In the text on Beckett's prose works, what corpus analysis tool was used for the master's dissertation?

Start of READING TEXT

A (Proper) Statistical analysis of the prose works of Samuel Beckett


Content warning: If you want to get to the fun parts, the results of an analysis of Beckett’s use of language, skip to sections VII and VIII. Everything before that is navel-gazing methodology stuff.

If you want to know how I carried out my analysis, and utilise my code for your own purposes, here’s a link to my R code on my blog, with step-by-step instructions, because not enough places on the internet include that.

I: Things Wrong with my Dissertation’s Methodology

For my masters, I wrote a 20000 word dissertation, which took as its subject, an empirical analysis of the works of Samuel Beckett. I had a corpus of his entire works with the exception of his first novel Dream of Fair to Middling Women, which is a forgivable lapse, because he ended up cannibalising it for his collection of short stories, More Pricks than Kicks.

Quantitative literary analysis is generally carried out in one of two ways, through either one of the open-source programming languages Python or R. The former you’ve more likely to have heard of, being one of the few languages designed with usability in mind. The latter, R, would be more familiar to specialists, or people who work in the social sciences, as it is more obtuse than Python, doesn’t have many language cousins and has a very unfriendly learning curve. But I am attracted to difficulty, so I am using it for my PhD analysis.

I had about four months to carry out my analysis, so the idea of taking on a programming language in a self-directed learning environment was not feasible, particularly since I wanted to make a good go at the extensive body of secondary literature written on Beckett. I therefore made use of a corpus analysis tool called Voyant. This was a couple of years ago, so this was before its beta release, when it got all tricked out with some qualitative tools and a shiny new interface, which would have been helpful. Ah well. It can be run out of any browser, if you feel like giving it a look.

My analysis was also chronological, in that it looked at changes in Beckett’s use of language over time, with a view to proving the hypothesis that he used a less wide vocabulary as his career continued, in pursuit of his famed aesthetic of nothingness or deprivation. As I wanted to chart developments in his prose over time, I dated the composition of each text, and built a corpus for each year, from 1930–1987, excluding of course, years in which he just wrote drama, poetry, which wouldn’t be helpful to quantify in conjunction with one another. Which didn’t stop me doing so for my masters analysis. It was a disaster.

II: Uniqueness

Uniqueness, the measurement used to quantify the general spread of Beckett’s vocabulary, was obtained by the generally accepted formula below:

unique word tokens / total words

There is a problem with this measurement, in that it takes no account of a text’s relative length. As a text gets longer, the likelihood of each word being used approaches 1. Therefore, a text gets less unique as it gets bigger. I have the correlations to prove it:

Screen Shot 2016-11-03 at 12.18.03.png

There have been various solutions proposed to this quandary, which stymies our comparative analyses, somewhat. One among them is the use of vectorised measurements, which plot the text’s declining uniqueness against its word count, so we see a more impressionistic graph, such as this one, which should allow us to compare the word counts for James Joyce’s novels, A Portrait of the Artist as a Young Man and his short story collection, Dubliners.

End of READING TEXT
Start of DATA ROWS

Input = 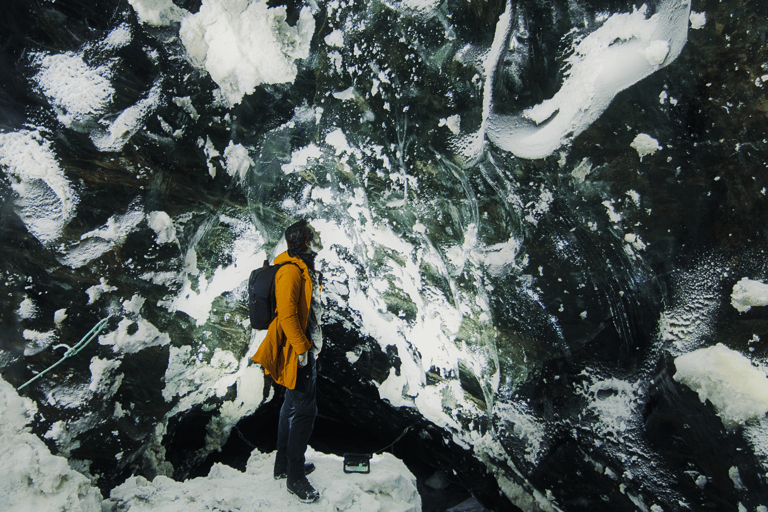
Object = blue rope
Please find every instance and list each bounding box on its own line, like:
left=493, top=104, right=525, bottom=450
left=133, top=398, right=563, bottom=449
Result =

End of DATA ROWS

**IN RESPONSE**
Voyant